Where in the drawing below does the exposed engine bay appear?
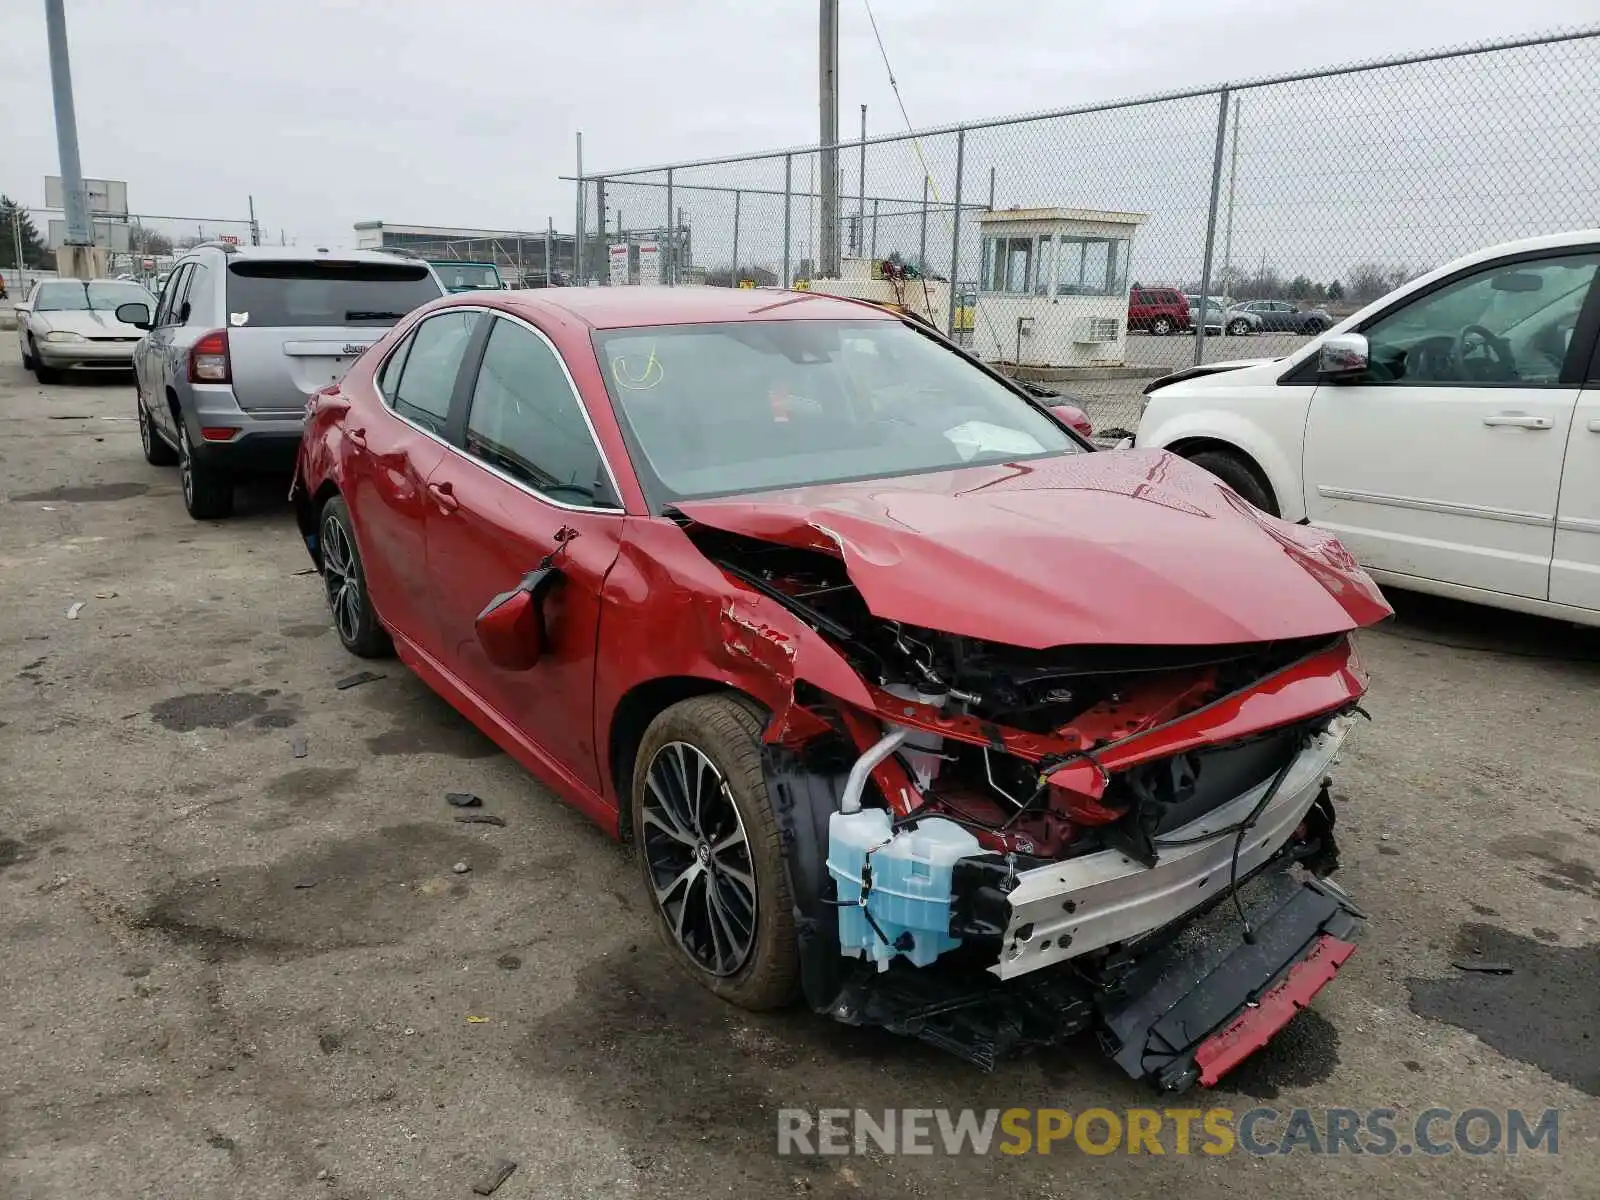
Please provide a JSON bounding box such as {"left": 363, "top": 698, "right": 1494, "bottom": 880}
{"left": 689, "top": 524, "right": 1353, "bottom": 858}
{"left": 679, "top": 515, "right": 1373, "bottom": 1087}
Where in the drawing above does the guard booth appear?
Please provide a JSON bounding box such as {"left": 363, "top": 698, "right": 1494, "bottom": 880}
{"left": 973, "top": 208, "right": 1146, "bottom": 370}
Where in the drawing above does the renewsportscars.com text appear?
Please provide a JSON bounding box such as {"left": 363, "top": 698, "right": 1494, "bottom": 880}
{"left": 777, "top": 1106, "right": 1560, "bottom": 1157}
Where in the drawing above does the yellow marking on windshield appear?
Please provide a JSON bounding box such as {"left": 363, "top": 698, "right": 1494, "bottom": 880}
{"left": 610, "top": 342, "right": 664, "bottom": 391}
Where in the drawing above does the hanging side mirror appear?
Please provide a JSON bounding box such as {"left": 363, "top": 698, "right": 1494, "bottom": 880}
{"left": 475, "top": 567, "right": 561, "bottom": 670}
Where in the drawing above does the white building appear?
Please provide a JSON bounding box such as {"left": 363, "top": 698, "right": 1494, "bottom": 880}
{"left": 970, "top": 207, "right": 1147, "bottom": 368}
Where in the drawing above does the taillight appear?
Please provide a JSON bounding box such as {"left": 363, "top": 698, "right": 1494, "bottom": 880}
{"left": 189, "top": 330, "right": 230, "bottom": 384}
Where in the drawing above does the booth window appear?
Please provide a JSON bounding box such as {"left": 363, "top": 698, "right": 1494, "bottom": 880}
{"left": 1056, "top": 237, "right": 1130, "bottom": 296}
{"left": 982, "top": 233, "right": 1132, "bottom": 297}
{"left": 983, "top": 236, "right": 1036, "bottom": 294}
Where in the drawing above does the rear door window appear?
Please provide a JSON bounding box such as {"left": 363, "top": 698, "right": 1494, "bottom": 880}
{"left": 224, "top": 260, "right": 441, "bottom": 329}
{"left": 389, "top": 310, "right": 481, "bottom": 434}
{"left": 182, "top": 265, "right": 212, "bottom": 325}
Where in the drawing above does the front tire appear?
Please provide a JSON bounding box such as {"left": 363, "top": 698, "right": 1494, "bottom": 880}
{"left": 1227, "top": 318, "right": 1252, "bottom": 336}
{"left": 1149, "top": 316, "right": 1174, "bottom": 336}
{"left": 1187, "top": 449, "right": 1278, "bottom": 516}
{"left": 319, "top": 496, "right": 391, "bottom": 658}
{"left": 632, "top": 695, "right": 798, "bottom": 1011}
{"left": 29, "top": 339, "right": 58, "bottom": 384}
{"left": 177, "top": 419, "right": 234, "bottom": 519}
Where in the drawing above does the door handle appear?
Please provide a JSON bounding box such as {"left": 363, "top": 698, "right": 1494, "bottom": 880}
{"left": 1587, "top": 418, "right": 1600, "bottom": 433}
{"left": 346, "top": 427, "right": 368, "bottom": 449}
{"left": 427, "top": 480, "right": 459, "bottom": 514}
{"left": 1482, "top": 413, "right": 1552, "bottom": 430}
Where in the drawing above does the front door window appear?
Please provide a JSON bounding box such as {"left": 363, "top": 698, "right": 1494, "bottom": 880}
{"left": 1359, "top": 254, "right": 1599, "bottom": 387}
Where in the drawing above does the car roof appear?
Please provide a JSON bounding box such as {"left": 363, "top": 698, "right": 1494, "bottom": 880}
{"left": 189, "top": 245, "right": 423, "bottom": 267}
{"left": 1435, "top": 227, "right": 1600, "bottom": 271}
{"left": 487, "top": 286, "right": 899, "bottom": 330}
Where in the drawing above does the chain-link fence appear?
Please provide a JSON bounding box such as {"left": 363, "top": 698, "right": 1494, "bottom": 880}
{"left": 17, "top": 207, "right": 258, "bottom": 291}
{"left": 357, "top": 225, "right": 576, "bottom": 287}
{"left": 576, "top": 26, "right": 1600, "bottom": 433}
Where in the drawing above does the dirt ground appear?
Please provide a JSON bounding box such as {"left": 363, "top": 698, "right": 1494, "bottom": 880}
{"left": 2, "top": 337, "right": 1597, "bottom": 1200}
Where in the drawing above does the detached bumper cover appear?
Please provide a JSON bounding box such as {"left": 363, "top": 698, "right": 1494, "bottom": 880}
{"left": 1101, "top": 870, "right": 1363, "bottom": 1091}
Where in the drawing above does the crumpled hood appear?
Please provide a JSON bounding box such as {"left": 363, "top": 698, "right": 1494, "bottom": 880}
{"left": 677, "top": 449, "right": 1391, "bottom": 649}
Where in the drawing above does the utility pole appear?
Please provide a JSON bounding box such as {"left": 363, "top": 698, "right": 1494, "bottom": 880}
{"left": 44, "top": 0, "right": 95, "bottom": 277}
{"left": 13, "top": 207, "right": 25, "bottom": 291}
{"left": 857, "top": 104, "right": 867, "bottom": 258}
{"left": 574, "top": 131, "right": 584, "bottom": 284}
{"left": 818, "top": 0, "right": 840, "bottom": 278}
{"left": 248, "top": 194, "right": 259, "bottom": 246}
{"left": 1221, "top": 95, "right": 1240, "bottom": 295}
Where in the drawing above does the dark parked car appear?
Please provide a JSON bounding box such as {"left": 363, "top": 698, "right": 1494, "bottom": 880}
{"left": 1127, "top": 286, "right": 1191, "bottom": 335}
{"left": 293, "top": 286, "right": 1389, "bottom": 1087}
{"left": 1236, "top": 300, "right": 1333, "bottom": 334}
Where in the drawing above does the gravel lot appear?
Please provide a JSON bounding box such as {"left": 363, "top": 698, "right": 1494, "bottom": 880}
{"left": 2, "top": 337, "right": 1598, "bottom": 1200}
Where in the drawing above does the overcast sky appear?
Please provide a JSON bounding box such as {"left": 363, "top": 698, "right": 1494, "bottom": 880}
{"left": 1, "top": 0, "right": 1595, "bottom": 247}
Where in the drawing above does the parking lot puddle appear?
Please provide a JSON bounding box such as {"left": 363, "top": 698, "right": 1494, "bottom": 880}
{"left": 1408, "top": 922, "right": 1600, "bottom": 1096}
{"left": 137, "top": 823, "right": 501, "bottom": 962}
{"left": 11, "top": 482, "right": 149, "bottom": 503}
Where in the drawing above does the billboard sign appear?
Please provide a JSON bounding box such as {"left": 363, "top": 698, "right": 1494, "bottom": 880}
{"left": 48, "top": 218, "right": 131, "bottom": 252}
{"left": 45, "top": 176, "right": 129, "bottom": 217}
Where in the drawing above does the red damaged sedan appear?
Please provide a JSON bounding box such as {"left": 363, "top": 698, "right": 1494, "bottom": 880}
{"left": 292, "top": 287, "right": 1390, "bottom": 1088}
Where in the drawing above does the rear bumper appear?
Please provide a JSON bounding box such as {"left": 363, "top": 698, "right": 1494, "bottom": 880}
{"left": 185, "top": 385, "right": 304, "bottom": 473}
{"left": 995, "top": 714, "right": 1352, "bottom": 979}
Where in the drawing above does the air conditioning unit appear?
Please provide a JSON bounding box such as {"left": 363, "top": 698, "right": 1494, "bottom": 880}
{"left": 1077, "top": 317, "right": 1120, "bottom": 344}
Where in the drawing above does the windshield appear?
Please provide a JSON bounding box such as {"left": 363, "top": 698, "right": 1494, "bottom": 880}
{"left": 432, "top": 263, "right": 501, "bottom": 290}
{"left": 224, "top": 260, "right": 442, "bottom": 327}
{"left": 34, "top": 280, "right": 155, "bottom": 312}
{"left": 594, "top": 319, "right": 1082, "bottom": 502}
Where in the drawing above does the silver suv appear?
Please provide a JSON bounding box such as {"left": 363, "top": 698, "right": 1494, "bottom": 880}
{"left": 121, "top": 244, "right": 444, "bottom": 518}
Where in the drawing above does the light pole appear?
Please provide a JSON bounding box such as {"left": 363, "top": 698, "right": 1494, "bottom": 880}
{"left": 45, "top": 0, "right": 96, "bottom": 276}
{"left": 819, "top": 0, "right": 840, "bottom": 277}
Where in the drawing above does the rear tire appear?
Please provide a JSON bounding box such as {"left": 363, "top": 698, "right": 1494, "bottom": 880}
{"left": 138, "top": 391, "right": 178, "bottom": 466}
{"left": 1149, "top": 316, "right": 1174, "bottom": 336}
{"left": 318, "top": 495, "right": 392, "bottom": 658}
{"left": 632, "top": 695, "right": 798, "bottom": 1011}
{"left": 1187, "top": 449, "right": 1278, "bottom": 516}
{"left": 177, "top": 419, "right": 234, "bottom": 519}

**Exercise:**
Look for the string "front" in the listing above and copy every line holding it.

**Task solution:**
Where in the drawing above does the front tire appear?
Where in the drawing above does the front door window appear?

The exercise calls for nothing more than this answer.